▶ SOURCE EXCERPT:
— Begin —

Generalization 1 Let $a,b,c,p,\lambda$ be positive reals. Then prove that $$\dfrac{a^p}{\sqrt{a^{2p}+\lambda bc}}+\dfrac{b^p}{\sqrt{b^{2p}+\lambda ca}}+\dfrac{c^p}{\sqrt{c^{2p}+\lambda ab}}\geq \dfrac{\lambda ^2}{4\left(3\sqrt[3]{\lambda ^2}+4\right)}$$

We have the following by Holder's: \[\left(\sum_{cyc}\frac{a}{\sqrt{a^2+8bc}}\right)^2\left(\sum_{cyc}a(a^2+8bc)\right)\ge (a+b+c)^3\]so it suffices to prove \[(a+b+c)^3\ge \sum_{cyc}a(a^2+8bc)\]equivalently \[a^2b+ab^2+bc^2+b^2c+c^2a+ca^2\ge 6abc\]which is true by direct AM-GM. $\square$

ehuseyinyigit wrote: Generalization 1 Let $a,b,c,p,\lambda$ be positive reals. Then prove that $$\dfrac{a^p}{\sqrt{a^{2p}+\lambda bc}}+\dfrac{b^p}{\sqrt{b^{2p}+\lambda ca}}+\dfrac{c^p}{\sqrt{c^{2p}+\lambda ab}}\geq \dfrac{\lambda ^2}{4\left(3\sqrt[3]{\lambda ^2}+4\right)}$$ Tangent line or holder

Bryan0224 wrote: Tangent line or holder Yes, it has a proof by Holder's Inequality.

Generalization 2 For any $a,b,c,\lambda$ ($\lambda \geq 8$) positive reals, the inequality $$\dfrac{a}{\sqrt{a^{2}+\lambda bc}}+\dfrac{b}{\sqrt{b^{2}+\lambda ca}}+\dfrac{c}{\sqrt{c^{2}+\lambda ab}}\geq 1-\dfrac{\left(\sqrt[3]{\lambda ^2}-4\right)\left(\sqrt[3]{\lambda^2}+2\right)^2}{6\sqrt[3]{\lambda}\left(\lambda +2\sqrt[3]{\lambda}\right)+8}$$ holds.

— End —

▶ WRITTEN TASK 1: In the inequality thread, what condition does Generalization 2 place on λ?
▶ WRITTEN TASK 2: Write the next part of the inequality thread, starting after the statement of Generalization 2.
The entries that follow this inequality thread are not needed for anything here.

▶ STORED ROWS:
— Begin —

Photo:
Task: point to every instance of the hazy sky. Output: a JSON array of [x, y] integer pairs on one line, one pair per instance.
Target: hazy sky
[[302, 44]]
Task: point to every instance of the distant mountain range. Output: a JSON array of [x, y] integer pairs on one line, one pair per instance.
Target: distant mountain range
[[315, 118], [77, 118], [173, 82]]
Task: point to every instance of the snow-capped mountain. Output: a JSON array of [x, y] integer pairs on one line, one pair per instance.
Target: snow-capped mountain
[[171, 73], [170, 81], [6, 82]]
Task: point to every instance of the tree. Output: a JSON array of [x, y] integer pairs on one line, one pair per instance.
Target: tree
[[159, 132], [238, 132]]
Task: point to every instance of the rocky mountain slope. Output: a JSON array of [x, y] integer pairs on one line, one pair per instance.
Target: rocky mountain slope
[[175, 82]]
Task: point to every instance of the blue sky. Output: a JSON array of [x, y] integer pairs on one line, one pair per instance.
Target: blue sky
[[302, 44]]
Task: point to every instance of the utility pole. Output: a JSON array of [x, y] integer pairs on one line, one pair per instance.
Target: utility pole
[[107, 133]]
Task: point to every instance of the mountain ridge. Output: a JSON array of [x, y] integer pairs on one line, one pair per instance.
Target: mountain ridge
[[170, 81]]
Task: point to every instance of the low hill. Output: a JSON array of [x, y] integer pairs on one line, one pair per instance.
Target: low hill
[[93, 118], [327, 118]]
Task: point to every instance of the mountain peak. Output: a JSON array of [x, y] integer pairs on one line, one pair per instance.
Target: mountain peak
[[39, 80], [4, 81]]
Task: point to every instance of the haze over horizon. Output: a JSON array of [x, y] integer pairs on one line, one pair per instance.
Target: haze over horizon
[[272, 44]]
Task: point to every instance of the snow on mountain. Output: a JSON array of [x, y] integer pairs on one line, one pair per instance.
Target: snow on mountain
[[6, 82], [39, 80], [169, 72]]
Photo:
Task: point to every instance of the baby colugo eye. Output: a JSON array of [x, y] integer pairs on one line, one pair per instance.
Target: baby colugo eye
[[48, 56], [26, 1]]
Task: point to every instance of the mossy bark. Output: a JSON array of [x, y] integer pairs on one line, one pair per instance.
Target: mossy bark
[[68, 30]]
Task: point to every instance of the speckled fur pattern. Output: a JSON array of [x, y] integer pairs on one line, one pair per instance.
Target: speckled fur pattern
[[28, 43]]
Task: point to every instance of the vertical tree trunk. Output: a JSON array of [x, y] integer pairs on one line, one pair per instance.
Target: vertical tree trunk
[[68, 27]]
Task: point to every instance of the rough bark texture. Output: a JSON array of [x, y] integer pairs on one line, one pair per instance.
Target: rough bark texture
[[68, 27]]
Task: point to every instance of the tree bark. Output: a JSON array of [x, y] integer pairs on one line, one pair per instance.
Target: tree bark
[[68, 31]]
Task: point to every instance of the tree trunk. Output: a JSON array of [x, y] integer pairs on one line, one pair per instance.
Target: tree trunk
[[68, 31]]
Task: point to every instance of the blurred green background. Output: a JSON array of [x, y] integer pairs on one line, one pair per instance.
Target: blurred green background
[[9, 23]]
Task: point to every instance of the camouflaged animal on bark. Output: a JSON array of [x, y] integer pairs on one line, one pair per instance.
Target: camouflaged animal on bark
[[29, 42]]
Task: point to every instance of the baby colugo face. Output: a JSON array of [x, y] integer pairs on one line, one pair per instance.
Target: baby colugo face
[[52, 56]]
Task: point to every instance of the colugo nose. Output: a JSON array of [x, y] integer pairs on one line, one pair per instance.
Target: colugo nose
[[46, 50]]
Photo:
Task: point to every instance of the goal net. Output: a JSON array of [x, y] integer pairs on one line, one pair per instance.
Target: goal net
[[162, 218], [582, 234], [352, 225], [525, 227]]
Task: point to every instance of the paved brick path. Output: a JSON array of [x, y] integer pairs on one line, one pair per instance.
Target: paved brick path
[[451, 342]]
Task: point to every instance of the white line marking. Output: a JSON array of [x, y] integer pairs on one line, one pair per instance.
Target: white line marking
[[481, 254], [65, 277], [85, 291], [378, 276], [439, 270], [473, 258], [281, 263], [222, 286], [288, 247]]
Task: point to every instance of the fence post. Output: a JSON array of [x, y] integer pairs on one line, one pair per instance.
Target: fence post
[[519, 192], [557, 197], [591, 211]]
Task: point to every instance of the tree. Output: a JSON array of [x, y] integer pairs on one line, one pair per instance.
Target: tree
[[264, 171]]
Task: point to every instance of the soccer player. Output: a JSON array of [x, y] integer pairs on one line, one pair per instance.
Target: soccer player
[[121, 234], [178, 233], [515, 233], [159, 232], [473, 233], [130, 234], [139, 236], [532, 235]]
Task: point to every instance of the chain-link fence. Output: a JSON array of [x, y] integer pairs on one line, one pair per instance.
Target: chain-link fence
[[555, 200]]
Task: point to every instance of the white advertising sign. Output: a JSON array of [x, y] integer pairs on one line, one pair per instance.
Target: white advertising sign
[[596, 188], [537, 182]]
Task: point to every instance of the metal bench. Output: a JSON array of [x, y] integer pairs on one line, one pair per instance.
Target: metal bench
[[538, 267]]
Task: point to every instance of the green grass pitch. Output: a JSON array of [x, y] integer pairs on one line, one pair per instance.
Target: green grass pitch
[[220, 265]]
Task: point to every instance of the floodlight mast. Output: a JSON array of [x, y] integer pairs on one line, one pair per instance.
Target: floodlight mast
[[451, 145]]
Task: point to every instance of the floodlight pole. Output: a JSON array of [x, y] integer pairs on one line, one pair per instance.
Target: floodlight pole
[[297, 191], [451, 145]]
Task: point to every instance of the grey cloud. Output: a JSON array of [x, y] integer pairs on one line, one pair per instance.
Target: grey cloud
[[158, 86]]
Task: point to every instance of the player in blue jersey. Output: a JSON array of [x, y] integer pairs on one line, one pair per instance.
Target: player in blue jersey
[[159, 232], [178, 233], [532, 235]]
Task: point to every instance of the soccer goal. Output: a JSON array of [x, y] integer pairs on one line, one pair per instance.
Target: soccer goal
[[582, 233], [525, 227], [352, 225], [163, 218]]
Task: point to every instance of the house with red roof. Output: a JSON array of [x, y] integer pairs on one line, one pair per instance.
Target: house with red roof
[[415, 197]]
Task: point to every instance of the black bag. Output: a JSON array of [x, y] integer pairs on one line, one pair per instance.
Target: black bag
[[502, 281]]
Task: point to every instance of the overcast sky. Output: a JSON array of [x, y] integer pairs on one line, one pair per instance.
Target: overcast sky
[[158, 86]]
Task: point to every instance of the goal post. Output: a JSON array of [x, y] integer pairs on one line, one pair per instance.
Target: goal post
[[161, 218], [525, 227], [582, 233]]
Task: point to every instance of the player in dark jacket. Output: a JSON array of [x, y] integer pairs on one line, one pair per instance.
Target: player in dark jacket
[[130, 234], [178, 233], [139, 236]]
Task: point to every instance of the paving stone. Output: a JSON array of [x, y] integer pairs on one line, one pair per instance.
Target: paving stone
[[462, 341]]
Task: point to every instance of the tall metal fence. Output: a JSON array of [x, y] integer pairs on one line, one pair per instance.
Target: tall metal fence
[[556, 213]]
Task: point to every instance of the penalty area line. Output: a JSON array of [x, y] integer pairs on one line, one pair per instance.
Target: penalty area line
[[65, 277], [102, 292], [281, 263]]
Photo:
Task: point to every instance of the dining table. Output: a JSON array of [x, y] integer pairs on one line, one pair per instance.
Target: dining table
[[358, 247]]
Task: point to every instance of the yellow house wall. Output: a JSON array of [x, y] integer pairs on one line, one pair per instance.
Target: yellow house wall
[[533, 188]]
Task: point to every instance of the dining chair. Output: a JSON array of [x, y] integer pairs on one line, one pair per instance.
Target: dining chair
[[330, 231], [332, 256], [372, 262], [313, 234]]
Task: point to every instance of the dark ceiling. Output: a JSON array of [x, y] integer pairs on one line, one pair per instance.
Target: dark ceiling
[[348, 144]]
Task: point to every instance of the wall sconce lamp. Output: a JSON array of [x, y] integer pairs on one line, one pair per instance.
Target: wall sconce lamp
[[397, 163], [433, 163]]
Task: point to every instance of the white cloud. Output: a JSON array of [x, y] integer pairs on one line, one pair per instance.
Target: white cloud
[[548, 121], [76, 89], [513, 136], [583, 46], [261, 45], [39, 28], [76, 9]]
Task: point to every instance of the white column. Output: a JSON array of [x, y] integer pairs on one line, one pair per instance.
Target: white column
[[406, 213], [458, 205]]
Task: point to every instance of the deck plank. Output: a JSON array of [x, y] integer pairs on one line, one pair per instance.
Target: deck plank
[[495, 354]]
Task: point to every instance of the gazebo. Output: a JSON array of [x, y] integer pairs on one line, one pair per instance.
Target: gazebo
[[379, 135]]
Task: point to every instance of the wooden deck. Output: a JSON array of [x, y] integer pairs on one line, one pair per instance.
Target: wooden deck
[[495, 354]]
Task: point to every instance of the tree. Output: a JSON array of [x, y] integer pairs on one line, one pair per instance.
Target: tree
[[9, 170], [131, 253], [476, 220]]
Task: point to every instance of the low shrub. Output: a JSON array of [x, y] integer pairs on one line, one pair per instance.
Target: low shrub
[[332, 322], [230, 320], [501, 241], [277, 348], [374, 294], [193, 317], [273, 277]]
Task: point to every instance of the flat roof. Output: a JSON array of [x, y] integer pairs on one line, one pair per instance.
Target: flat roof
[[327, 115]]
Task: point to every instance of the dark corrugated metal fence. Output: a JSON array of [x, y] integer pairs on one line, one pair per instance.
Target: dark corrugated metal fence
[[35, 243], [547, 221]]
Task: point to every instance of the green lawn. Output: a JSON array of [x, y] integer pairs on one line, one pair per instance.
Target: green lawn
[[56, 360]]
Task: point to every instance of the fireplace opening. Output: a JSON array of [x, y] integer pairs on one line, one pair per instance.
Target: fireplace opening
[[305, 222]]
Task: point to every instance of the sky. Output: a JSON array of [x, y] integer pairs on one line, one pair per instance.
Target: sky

— End —

▶ EXERCISE RESULT 1: λ must be at least 8.

▶ EXERCISE RESULT 2:
ehuseyinyigit wrote: Generalization 2 For any $a,b,c,\lambda$ ($\lambda \geq 8$) positive reals, the inequality $$\dfrac{a}{\sqrt{a^{2}+\lambda bc}}+\dfrac{b}{\sqrt{b^{2}+\lambda ca}}+\dfrac{c}{\sqrt{c^{2}+\lambda ab}}\geq 1-\dfrac{\left(\sqrt[3]{\lambda ^2}-4\right)\left(\sqrt[3]{\lambda^2}+2\right)^2}{6\sqrt[3]{\lambda}\left(\lambda +2\sqrt[3]{\lambda}\right)+8}$$ holds. Because :$$\frac{3}{\sqrt{1+\lambda}}\ge1-\dfrac{\left(\sqrt[3]{\lambda ^2}-4\right)\left(\sqrt[3]{\lambda^2}+2\right)^2}{6\sqrt[3]{\lambda}\left(\lambda +2\sqrt[3]{\lambda}\right)+8},\left(\lambda \geq 8\right).$$ .

Nice! Here was the $n$-var extension (GENERALIZATION 3) :

By Holder, $$\left( \sum_{cyc} \frac{a}{\sqrt{a^2 + 8bc}} \right)^2 \left( \sum_{cyc} a(a^2+8bc) \right) \geq (a+b+c)^3$$so it suffices to show that $a^3+b^3+c^3+24abc \leq (a+b+c)^3$, or $\sum_{sym} a^2b \geq 6abc$, which is trivial by Muirhead.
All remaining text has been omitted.